RECORD EXCERPTS:

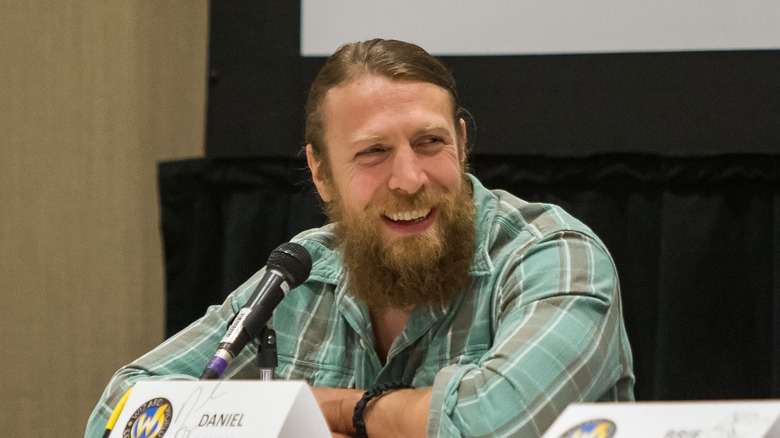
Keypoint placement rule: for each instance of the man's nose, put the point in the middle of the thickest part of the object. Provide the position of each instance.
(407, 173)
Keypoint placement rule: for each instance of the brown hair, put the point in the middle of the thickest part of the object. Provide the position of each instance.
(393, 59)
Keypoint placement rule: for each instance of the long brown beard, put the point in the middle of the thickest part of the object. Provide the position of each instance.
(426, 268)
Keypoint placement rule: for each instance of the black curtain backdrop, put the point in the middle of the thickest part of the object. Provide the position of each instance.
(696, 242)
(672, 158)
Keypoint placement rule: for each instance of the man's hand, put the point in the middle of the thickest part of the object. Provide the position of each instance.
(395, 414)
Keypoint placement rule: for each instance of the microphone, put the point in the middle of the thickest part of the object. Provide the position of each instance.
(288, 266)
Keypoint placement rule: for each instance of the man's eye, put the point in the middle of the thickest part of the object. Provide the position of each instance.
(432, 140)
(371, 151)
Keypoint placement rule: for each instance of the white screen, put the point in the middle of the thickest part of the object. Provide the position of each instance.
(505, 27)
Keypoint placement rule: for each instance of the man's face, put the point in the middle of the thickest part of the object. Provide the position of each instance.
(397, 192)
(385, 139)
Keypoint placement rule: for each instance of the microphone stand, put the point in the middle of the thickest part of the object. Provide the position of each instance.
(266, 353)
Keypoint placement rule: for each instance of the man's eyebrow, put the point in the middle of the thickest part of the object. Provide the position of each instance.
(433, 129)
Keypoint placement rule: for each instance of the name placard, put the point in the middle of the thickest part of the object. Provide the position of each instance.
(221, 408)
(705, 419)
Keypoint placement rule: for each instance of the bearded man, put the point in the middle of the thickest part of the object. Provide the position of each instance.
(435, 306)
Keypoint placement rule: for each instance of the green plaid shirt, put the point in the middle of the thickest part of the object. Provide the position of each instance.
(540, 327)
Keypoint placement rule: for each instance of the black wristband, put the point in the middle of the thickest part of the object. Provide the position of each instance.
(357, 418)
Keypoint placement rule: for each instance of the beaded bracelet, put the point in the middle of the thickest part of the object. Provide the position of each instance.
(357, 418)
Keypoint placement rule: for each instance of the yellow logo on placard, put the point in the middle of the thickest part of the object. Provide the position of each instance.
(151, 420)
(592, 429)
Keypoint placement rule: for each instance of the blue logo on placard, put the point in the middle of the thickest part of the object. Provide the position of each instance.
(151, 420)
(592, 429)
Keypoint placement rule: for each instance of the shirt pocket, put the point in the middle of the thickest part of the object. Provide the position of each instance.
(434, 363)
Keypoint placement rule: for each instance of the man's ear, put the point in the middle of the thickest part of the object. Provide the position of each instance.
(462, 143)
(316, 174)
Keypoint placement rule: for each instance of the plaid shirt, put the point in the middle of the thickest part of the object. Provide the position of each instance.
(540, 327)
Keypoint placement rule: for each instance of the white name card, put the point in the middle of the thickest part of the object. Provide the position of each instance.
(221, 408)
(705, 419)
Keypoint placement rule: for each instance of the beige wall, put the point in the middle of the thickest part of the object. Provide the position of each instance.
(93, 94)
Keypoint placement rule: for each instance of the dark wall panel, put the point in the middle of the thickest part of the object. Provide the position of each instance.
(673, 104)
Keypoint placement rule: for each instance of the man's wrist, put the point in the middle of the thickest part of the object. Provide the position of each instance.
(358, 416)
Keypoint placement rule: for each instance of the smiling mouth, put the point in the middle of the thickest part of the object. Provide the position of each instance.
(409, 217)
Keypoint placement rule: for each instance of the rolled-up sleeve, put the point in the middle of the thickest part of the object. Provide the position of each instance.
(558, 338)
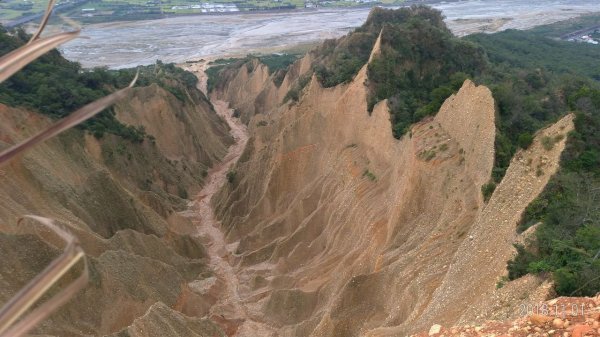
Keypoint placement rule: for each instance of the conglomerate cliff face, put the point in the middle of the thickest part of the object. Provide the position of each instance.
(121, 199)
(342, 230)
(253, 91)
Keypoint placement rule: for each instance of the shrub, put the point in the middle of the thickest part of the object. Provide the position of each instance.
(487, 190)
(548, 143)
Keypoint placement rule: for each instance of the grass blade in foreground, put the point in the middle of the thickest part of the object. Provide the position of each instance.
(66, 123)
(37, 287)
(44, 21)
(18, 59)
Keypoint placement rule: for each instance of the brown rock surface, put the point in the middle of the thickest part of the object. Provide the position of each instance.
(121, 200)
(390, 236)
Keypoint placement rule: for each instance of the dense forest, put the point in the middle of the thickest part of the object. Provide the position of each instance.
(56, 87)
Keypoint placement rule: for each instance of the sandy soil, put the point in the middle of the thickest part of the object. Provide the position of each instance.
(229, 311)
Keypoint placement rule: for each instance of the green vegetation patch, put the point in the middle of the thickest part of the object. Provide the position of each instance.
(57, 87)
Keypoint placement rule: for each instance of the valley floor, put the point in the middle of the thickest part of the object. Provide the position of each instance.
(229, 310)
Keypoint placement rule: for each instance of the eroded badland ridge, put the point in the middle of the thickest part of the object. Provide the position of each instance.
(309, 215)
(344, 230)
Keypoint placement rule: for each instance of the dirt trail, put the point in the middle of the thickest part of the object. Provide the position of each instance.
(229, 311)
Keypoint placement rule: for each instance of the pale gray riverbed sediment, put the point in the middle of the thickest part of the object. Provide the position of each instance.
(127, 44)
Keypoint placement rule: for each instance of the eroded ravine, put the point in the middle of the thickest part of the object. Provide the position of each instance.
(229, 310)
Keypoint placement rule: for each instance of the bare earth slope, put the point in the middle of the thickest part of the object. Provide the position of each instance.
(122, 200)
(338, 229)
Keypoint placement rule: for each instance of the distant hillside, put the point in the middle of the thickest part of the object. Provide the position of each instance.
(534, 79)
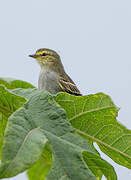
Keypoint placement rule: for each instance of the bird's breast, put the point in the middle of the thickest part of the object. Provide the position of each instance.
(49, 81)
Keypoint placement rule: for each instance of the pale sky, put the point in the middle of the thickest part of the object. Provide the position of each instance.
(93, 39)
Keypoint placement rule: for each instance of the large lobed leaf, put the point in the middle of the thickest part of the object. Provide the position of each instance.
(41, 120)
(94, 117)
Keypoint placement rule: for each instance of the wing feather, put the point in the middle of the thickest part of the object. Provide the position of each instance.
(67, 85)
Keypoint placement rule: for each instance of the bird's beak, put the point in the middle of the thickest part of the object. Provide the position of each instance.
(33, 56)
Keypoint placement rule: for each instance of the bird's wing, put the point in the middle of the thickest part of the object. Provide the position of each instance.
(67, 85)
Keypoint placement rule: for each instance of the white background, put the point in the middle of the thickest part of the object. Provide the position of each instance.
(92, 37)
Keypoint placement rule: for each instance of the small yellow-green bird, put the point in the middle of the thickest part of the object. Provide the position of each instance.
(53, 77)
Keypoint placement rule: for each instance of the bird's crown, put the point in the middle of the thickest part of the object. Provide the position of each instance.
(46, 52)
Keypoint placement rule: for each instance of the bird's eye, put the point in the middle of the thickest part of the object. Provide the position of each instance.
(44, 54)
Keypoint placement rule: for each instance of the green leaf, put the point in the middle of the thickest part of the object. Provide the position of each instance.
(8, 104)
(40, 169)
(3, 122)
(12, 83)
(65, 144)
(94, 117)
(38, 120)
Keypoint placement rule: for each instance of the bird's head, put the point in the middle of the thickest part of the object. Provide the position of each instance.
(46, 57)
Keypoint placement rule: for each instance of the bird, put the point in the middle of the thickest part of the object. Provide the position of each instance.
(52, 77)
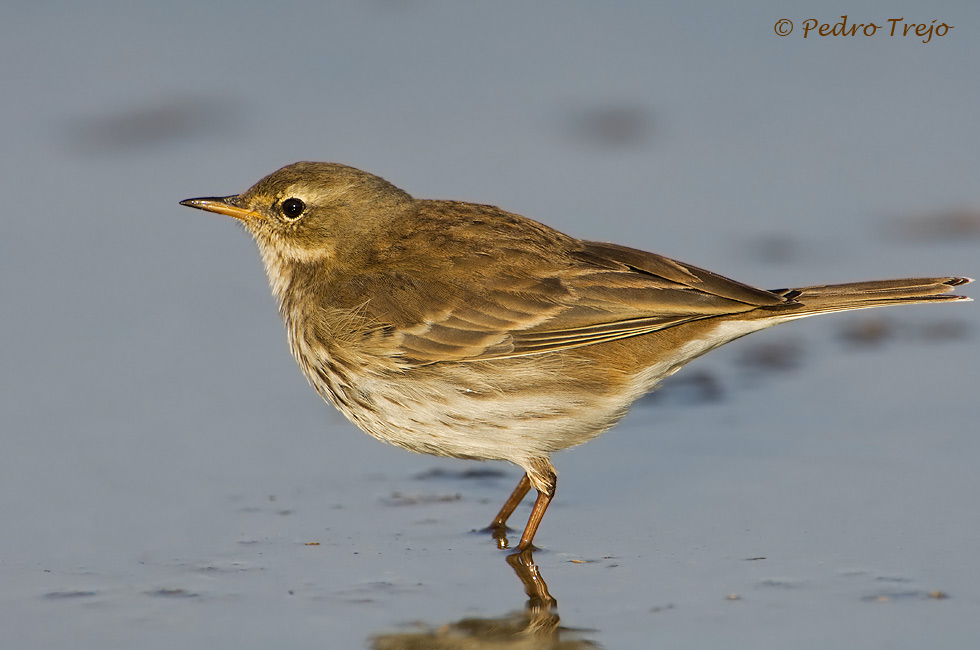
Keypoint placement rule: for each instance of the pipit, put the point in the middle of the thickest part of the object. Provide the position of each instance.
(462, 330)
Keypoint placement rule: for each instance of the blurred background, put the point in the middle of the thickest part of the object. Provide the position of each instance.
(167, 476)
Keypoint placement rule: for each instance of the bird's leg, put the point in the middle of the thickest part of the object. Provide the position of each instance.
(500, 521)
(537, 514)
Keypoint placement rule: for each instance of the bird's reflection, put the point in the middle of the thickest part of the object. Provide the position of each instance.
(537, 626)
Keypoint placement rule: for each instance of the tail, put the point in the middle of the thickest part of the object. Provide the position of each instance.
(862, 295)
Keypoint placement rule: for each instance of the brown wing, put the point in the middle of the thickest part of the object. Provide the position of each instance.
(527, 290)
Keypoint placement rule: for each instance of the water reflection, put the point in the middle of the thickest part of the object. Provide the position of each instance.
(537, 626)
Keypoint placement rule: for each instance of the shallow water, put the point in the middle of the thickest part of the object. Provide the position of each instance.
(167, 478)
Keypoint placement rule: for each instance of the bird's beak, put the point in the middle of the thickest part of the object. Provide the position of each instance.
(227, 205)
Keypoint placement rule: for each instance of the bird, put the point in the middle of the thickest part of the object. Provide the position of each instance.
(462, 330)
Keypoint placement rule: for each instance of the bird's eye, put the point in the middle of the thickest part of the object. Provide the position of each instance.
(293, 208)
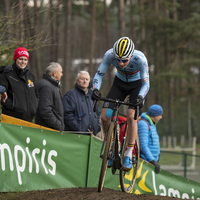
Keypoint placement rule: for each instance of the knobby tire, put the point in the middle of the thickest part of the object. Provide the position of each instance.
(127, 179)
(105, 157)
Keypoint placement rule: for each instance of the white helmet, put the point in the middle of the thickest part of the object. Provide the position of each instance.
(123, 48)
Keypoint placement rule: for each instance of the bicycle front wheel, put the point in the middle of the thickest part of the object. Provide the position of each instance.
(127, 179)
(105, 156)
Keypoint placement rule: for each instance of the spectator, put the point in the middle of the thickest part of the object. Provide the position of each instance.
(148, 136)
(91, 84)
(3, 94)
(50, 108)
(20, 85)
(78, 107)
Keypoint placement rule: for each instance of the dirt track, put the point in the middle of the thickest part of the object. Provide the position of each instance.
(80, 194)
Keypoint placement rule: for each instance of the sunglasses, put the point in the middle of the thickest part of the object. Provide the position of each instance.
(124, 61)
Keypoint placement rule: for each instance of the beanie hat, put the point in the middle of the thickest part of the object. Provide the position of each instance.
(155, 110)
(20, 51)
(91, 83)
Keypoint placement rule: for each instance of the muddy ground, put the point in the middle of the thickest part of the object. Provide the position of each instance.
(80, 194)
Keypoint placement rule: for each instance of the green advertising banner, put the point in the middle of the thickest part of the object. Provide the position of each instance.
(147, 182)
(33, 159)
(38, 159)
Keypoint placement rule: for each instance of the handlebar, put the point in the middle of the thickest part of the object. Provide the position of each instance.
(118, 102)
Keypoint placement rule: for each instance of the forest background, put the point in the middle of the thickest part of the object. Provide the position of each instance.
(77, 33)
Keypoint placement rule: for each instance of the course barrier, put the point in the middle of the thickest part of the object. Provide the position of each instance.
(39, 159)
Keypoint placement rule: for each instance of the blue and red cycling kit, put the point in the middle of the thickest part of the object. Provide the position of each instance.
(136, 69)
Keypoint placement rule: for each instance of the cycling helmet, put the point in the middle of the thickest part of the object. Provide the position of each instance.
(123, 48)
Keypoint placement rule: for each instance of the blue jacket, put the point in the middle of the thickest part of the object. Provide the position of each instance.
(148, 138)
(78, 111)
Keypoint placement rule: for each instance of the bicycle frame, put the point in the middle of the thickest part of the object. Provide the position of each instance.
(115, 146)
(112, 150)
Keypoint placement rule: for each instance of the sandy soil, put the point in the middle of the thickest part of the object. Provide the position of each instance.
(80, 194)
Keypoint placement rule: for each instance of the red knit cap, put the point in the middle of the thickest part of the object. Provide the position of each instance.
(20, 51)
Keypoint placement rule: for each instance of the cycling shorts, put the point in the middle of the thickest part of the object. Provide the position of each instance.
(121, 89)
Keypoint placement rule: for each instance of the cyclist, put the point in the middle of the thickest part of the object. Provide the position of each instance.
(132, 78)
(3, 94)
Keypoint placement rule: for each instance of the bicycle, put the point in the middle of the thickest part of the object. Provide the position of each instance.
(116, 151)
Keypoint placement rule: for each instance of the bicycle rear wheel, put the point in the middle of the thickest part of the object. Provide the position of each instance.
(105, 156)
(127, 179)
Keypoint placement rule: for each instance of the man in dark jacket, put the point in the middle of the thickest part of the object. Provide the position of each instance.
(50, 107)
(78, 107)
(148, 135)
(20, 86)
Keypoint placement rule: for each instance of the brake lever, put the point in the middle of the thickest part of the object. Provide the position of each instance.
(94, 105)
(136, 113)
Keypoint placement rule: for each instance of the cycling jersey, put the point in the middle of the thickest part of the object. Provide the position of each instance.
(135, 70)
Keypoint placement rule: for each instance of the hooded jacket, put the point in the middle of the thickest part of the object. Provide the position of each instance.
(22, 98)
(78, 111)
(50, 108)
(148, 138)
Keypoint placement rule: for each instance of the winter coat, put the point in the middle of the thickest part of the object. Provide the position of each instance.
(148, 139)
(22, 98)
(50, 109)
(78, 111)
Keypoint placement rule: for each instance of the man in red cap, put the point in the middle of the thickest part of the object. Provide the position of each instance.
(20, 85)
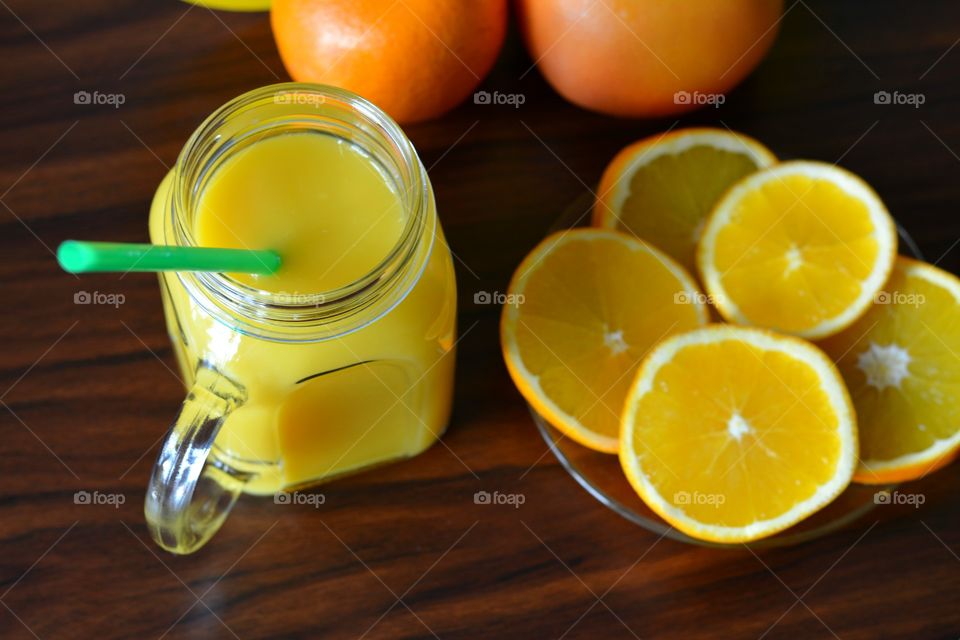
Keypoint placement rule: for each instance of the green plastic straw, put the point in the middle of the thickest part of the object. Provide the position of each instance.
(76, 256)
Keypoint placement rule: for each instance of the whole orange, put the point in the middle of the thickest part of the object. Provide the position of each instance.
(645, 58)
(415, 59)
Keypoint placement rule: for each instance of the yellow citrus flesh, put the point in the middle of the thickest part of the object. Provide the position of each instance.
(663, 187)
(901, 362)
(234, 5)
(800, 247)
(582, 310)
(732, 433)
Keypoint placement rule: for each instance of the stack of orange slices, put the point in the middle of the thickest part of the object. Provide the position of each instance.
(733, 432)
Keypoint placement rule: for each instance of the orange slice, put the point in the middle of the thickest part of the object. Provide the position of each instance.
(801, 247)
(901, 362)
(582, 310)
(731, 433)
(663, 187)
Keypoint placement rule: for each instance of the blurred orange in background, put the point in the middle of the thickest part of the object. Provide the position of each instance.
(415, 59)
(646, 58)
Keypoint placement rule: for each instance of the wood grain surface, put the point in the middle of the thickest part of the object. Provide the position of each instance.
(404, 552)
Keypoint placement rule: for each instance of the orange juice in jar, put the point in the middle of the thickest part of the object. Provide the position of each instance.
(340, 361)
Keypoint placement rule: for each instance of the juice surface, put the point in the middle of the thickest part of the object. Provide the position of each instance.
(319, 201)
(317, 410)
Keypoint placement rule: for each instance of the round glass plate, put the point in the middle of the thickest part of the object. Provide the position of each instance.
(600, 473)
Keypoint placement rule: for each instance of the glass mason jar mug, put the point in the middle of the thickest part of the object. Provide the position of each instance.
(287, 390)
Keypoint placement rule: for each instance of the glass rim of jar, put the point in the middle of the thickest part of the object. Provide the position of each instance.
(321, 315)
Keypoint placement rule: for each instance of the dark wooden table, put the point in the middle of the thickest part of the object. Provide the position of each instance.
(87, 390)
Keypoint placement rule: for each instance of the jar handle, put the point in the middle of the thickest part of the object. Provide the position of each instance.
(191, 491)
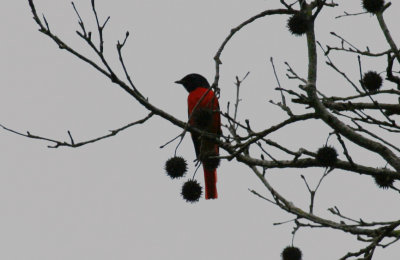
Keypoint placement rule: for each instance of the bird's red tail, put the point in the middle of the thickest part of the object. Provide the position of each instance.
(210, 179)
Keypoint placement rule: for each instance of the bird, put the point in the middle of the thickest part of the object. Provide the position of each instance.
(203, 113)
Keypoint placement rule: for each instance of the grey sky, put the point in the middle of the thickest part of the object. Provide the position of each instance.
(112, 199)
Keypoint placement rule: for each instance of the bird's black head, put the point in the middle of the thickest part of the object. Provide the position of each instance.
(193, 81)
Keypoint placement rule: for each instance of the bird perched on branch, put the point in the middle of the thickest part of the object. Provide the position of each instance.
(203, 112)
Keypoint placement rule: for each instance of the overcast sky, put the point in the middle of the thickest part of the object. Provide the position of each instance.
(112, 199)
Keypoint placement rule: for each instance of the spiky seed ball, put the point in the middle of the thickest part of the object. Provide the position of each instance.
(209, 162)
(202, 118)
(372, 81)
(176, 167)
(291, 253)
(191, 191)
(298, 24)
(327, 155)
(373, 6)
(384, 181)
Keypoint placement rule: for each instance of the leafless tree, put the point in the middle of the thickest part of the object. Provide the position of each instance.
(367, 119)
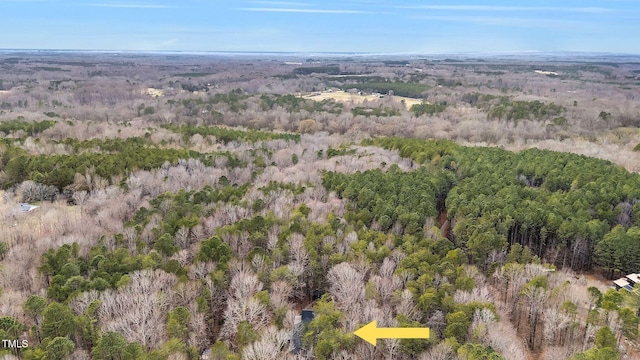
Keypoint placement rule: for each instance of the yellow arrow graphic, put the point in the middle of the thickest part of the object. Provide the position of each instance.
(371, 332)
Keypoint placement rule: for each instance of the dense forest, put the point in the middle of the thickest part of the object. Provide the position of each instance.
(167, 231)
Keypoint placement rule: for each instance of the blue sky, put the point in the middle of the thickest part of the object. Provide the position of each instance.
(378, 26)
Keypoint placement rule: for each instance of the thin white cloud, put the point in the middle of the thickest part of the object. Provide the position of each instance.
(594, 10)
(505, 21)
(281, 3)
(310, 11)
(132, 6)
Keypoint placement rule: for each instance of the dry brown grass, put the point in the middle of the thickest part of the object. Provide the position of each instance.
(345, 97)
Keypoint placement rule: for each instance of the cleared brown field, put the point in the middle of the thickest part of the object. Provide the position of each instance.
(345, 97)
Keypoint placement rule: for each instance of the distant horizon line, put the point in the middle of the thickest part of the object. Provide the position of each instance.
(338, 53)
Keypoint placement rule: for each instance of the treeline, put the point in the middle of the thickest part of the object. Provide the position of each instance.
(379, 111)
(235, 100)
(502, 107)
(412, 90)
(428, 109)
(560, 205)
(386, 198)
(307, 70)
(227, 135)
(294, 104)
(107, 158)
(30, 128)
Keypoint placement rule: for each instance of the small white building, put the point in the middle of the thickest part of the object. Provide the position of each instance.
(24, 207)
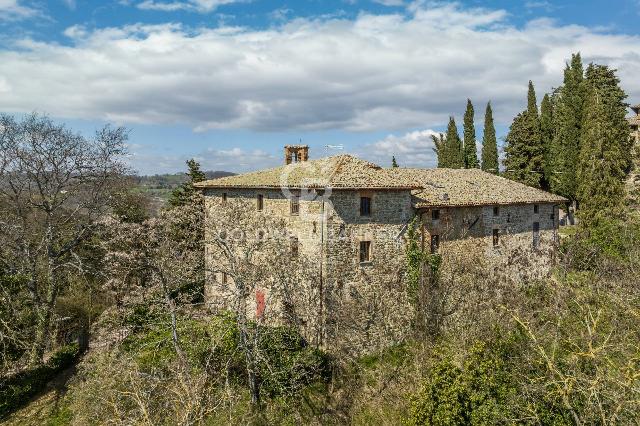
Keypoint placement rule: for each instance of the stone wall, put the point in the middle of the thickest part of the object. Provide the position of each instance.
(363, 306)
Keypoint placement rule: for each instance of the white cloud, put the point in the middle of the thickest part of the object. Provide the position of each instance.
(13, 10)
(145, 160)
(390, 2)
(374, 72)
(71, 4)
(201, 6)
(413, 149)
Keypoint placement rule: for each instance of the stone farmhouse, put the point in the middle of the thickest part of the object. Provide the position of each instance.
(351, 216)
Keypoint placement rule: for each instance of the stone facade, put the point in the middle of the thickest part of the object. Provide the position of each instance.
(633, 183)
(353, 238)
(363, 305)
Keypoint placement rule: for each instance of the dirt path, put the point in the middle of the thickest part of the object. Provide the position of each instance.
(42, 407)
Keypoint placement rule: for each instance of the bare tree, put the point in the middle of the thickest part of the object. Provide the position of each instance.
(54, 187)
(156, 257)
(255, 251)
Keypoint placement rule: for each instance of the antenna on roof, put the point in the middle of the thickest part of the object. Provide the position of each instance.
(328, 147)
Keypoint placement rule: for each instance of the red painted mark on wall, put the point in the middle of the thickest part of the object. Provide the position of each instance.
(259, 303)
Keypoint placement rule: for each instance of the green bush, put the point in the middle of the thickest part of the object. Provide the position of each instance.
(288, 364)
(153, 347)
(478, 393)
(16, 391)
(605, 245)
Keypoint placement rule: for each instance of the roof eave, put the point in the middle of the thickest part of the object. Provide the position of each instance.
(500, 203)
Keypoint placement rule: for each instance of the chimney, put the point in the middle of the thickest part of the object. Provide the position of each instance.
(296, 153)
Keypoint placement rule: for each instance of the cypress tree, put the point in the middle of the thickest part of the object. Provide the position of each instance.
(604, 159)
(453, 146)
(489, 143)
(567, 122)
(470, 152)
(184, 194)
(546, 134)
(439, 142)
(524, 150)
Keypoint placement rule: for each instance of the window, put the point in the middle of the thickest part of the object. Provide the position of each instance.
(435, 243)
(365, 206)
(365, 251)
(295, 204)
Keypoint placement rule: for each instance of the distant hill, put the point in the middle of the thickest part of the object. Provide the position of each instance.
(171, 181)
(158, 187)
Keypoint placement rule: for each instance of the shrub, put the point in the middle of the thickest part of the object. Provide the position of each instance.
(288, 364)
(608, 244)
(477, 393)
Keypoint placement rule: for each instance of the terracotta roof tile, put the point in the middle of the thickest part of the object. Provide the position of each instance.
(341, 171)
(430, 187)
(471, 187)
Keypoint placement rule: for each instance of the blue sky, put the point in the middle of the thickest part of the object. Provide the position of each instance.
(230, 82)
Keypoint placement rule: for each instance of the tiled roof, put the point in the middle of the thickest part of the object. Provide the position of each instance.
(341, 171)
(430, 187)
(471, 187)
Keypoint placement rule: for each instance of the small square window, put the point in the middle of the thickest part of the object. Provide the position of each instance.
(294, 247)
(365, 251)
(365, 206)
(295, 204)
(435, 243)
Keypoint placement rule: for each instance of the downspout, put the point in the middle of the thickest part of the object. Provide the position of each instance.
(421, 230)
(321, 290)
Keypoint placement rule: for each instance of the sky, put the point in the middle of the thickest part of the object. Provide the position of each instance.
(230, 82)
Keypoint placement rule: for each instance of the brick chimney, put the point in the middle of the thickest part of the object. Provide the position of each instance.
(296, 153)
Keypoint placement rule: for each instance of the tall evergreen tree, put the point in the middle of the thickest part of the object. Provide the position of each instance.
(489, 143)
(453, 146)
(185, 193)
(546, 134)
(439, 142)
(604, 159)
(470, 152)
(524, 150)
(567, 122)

WHAT YOU WILL DO: Transcribe word for word the lines from the one holding "Keypoint placement rule: for each instance of the downspout, put" to the last line of the listing above, inclusive.

ANSWER TO THE EXERCISE:
Keypoint placement rule: for each instance of the downspout, put the point in the middle of the thickest part of the object. Provide the position of each instance.
(421, 230)
(321, 290)
Keypoint placement rule: for each instance of the sky, put the point in the middle of the thickest part of the object. Provide the position of each instance.
(230, 82)
Keypoint placement rule: for each instance of the brick chimney, put the point in the middle of the thickest part of the object. Provide the position of each instance.
(296, 153)
Keypoint placement rule: for each instance of the tall evergreen tree, put the point in the middle of the thickest part of the object. Provide the position of each instance.
(489, 143)
(453, 146)
(185, 193)
(546, 134)
(439, 142)
(604, 159)
(470, 152)
(524, 150)
(567, 122)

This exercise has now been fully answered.